GIVEN TASK 1 — Repeat the forum excerpt word for word, from its first sentence to its last.
GIVEN TASK 2 — Copy the records exactly, starting at the line that contains "the stone column" and running through the end of the records, with that first line included. Reproduce only this part and leave the pictures out.

EXTRACT TO READ —
The other thing is that MKL is pretty stable and gets updated. If I use an open source BLAS/LAPACK implementation - sure, it works, and it may even give better performance! But it's not guaranteed to get updates beyond a couple of years, and plenty of implementations are also only partial. We pay Intel a lot of money for the lack of hassle, basically.


So which are the optimizations the Intel compiler does which GCC can't is asked? I could guess at the reason for a factor of two, but what does the detailed profiling say with equivalent compiler flags? I can also say that GCC is a factor of two better on SKX on a Fortran benchmark, and came out about the same over the collection that's from when profile-directed. The usual reason for the Intel compiler appearing to win much is incorrect-by-default maths optimization allowing more vectorization.

Entries from a dataset for pointing
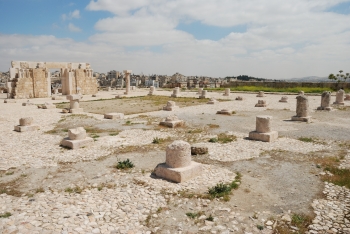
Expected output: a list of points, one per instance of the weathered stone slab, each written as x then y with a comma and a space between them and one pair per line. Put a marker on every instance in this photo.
266, 137
114, 116
198, 149
19, 128
76, 144
178, 175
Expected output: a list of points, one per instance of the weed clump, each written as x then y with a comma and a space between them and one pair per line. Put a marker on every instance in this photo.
126, 164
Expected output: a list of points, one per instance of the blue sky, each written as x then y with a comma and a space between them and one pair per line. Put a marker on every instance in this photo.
263, 38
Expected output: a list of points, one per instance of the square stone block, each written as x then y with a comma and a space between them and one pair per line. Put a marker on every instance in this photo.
114, 116
9, 101
29, 128
266, 137
168, 108
76, 144
76, 110
173, 124
48, 107
302, 119
178, 175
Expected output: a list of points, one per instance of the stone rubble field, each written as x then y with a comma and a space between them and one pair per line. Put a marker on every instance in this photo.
110, 200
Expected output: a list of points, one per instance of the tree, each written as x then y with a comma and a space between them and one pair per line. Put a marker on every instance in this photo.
339, 77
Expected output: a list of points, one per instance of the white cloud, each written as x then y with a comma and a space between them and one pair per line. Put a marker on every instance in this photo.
71, 15
291, 38
73, 28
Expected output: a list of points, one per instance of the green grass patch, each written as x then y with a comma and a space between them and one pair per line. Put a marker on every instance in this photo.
277, 90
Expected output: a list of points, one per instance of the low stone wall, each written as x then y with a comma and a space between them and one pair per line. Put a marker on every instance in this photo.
330, 85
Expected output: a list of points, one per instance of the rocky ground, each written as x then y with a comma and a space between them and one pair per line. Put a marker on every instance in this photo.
48, 189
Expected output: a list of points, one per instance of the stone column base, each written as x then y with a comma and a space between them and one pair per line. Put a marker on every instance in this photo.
325, 108
266, 137
178, 175
114, 116
76, 110
29, 128
173, 124
302, 119
76, 144
171, 108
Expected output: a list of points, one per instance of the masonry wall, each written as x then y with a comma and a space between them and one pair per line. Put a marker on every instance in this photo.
32, 83
330, 85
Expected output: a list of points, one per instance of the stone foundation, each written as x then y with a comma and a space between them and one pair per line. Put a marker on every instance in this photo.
178, 175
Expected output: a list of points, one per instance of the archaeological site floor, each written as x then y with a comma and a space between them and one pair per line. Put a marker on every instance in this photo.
280, 187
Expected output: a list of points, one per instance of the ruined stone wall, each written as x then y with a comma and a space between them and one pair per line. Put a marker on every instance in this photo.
30, 83
330, 85
85, 81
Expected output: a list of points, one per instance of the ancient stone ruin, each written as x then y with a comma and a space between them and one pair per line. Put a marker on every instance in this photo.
172, 121
33, 79
227, 92
114, 116
261, 103
212, 101
263, 130
178, 166
176, 92
74, 104
302, 109
170, 106
199, 148
204, 94
77, 138
224, 112
284, 99
25, 125
127, 81
339, 98
261, 94
325, 101
151, 90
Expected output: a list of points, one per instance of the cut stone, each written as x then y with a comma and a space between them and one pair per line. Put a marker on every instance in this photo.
212, 101
284, 99
261, 94
9, 101
75, 144
325, 101
114, 116
172, 122
261, 103
178, 154
198, 149
224, 112
19, 128
77, 133
26, 121
170, 106
266, 137
204, 94
178, 175
263, 124
227, 92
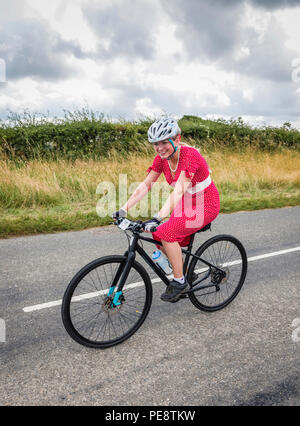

EXERCISE SOLUTION 1 —
The other thing is that MKL is pretty stable and gets updated. If I use an open source BLAS/LAPACK implementation - sure, it works, and it may even give better performance! But it's not guaranteed to get updates beyond a couple of years, and plenty of implementations are also only partial. We pay Intel a lot of money for the lack of hassle, basically.


So which are the optimizations the Intel compiler does which GCC can't is asked? I could guess at the reason for a factor of two, but what does the detailed profiling say with equivalent compiler flags? I can also say that GCC is a factor of two better on SKX on a Fortran benchmark, and came out about the same over the collection that's from when profile-directed. The usual reason for the Intel compiler appearing to win much is incorrect-by-default maths optimization allowing more vectorization.

EXERCISE SOLUTION 2 —
Expected output: a list of points, one per instance of the stone column base, each written as x then y with a comma and a space between them and one pair per line. Put a marker on every instance in this photo.
325, 108
266, 137
178, 175
114, 116
76, 110
29, 128
173, 124
302, 119
76, 144
171, 108
Expected output: a list of points, one per instance of the masonry wall, each written as x then y with a comma and a space between them and one pair per line. Put a marker on every instance in this photo.
32, 83
330, 85
Expected output: a list of points, one per instance of the stone foundation, each written as x then y with a comma and a space between them and one pair per line. Put a marker on every instance in this photo.
178, 175
Expected output: a list of points, one per instance of the archaeological site floor, each written as x then y with a comma and a space between them and one pair per line. Put a marker on every instance in this photo.
280, 187
Expected output: a list of points, one per instance of the ruined stone wall, each written as x then y with a comma and a space between them and one pair per line. Put a marker on every instance in this photo.
30, 83
330, 85
85, 81
Expected output: a list of points, one per instance of the ancient stone ruin, each written as x then y with a comma and a space between them and one pair per line. Put a marker on every instance in this photo.
172, 121
33, 79
227, 92
114, 116
261, 103
212, 101
263, 130
178, 166
176, 92
74, 104
302, 109
170, 106
199, 148
204, 94
77, 138
224, 112
284, 99
25, 125
127, 81
339, 98
261, 94
325, 101
151, 90
Expected output: a list of points, one per instance of the cut stone, each written as x then y with a comma and a space between them and one pair per line. Put a marker on every instance in this photo.
212, 101
284, 99
261, 94
9, 101
75, 144
325, 101
114, 116
172, 122
261, 103
178, 154
198, 149
224, 112
19, 128
77, 133
26, 121
170, 106
266, 137
204, 94
178, 175
263, 124
227, 92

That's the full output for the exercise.